Work instructions — Count the lines in the entries that contain the string "trousers". State nothing but the number.

Record excerpts: Begin

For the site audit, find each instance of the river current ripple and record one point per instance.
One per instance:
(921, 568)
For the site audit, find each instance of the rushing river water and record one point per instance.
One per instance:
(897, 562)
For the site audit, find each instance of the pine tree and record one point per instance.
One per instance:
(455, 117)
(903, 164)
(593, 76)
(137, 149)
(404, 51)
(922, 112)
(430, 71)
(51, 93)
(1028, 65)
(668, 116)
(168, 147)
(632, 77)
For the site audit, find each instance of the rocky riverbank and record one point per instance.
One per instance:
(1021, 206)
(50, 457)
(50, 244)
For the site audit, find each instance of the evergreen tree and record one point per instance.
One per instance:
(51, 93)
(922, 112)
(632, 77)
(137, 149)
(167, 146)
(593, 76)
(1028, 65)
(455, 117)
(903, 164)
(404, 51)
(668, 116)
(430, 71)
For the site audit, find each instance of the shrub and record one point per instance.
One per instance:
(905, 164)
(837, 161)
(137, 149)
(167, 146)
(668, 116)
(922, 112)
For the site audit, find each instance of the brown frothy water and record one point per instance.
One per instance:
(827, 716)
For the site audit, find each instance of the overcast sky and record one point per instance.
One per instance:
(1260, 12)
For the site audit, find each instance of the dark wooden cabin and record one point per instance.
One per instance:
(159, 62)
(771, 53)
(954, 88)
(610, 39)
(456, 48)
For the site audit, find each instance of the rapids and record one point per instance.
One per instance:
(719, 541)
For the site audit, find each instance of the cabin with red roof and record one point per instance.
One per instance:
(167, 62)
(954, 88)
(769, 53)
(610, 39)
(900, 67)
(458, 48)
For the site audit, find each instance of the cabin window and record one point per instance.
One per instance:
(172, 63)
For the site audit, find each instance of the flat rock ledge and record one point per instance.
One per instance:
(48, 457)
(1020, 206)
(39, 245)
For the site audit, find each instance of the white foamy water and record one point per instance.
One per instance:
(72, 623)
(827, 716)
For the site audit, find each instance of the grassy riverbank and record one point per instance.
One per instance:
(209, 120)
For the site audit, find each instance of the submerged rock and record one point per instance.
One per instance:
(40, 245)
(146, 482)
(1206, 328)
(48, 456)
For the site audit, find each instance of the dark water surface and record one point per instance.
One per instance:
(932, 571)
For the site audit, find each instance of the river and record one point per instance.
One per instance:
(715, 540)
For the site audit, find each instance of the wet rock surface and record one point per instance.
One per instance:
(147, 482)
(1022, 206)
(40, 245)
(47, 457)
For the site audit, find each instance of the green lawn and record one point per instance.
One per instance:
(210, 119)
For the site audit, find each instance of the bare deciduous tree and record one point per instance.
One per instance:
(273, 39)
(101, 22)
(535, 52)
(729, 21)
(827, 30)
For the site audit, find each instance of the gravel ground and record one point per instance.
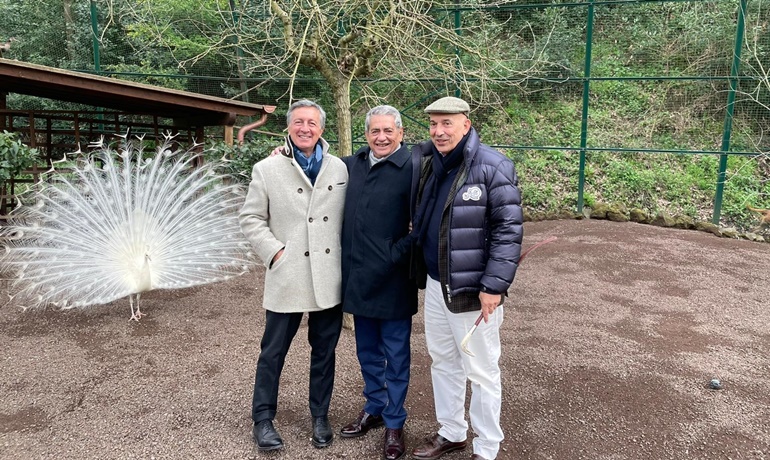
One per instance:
(611, 336)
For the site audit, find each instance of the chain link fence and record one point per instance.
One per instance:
(636, 94)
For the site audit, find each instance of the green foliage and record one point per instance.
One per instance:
(15, 156)
(241, 158)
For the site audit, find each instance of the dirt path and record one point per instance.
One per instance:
(612, 334)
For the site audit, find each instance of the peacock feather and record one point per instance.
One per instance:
(117, 224)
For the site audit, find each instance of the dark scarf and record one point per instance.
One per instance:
(311, 165)
(442, 168)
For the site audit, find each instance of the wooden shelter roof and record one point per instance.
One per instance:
(189, 109)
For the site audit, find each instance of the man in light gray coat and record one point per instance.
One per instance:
(292, 216)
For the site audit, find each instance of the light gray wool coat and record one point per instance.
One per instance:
(284, 211)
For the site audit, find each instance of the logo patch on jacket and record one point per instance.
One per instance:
(473, 193)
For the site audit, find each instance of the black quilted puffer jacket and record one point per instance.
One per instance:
(481, 227)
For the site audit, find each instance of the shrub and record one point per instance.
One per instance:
(15, 156)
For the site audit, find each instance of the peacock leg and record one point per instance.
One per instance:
(135, 315)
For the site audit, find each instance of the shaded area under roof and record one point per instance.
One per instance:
(187, 109)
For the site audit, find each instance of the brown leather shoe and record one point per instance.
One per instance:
(361, 425)
(394, 444)
(436, 446)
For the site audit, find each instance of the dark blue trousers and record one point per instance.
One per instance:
(280, 328)
(385, 357)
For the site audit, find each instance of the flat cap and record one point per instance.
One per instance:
(448, 104)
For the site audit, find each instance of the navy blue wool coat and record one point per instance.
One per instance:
(376, 248)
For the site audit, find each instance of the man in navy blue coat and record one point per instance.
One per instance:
(376, 286)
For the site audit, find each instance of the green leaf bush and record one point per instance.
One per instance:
(15, 156)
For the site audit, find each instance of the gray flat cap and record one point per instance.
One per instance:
(448, 104)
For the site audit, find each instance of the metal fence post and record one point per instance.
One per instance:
(95, 38)
(729, 112)
(584, 115)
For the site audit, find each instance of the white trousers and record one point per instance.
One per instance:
(451, 368)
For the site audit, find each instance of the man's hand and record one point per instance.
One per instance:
(489, 302)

Record excerpts: End

Answer area — 2